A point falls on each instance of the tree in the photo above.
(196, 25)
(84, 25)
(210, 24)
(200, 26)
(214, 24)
───
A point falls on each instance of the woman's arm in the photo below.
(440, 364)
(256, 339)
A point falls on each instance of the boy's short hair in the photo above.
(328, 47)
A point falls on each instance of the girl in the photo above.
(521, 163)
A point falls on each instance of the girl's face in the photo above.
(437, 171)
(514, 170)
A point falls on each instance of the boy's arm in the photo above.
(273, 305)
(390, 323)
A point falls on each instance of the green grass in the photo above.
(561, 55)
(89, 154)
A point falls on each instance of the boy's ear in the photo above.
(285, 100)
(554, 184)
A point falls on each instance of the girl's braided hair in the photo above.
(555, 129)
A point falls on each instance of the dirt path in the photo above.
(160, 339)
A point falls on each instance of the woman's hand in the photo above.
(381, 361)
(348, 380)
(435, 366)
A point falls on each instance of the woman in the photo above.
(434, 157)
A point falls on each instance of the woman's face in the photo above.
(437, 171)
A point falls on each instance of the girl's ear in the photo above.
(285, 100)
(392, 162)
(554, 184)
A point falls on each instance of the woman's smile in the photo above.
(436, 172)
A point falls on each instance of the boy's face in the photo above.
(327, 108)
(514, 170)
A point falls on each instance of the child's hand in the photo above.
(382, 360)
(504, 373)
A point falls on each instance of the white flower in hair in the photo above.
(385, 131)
───
SHORT PROBLEM —
Show each line of the items above that contains the word "girl", copying every such line in full.

RESPONSE TO THIS EXERCISE —
A point falls on each instance of the girl in the photo above.
A point falls on each instance of the girl's face in the photo above.
A point falls on each instance of the girl's braided hair in the photo above.
A point falls on each instance of the girl's ear in the photo above.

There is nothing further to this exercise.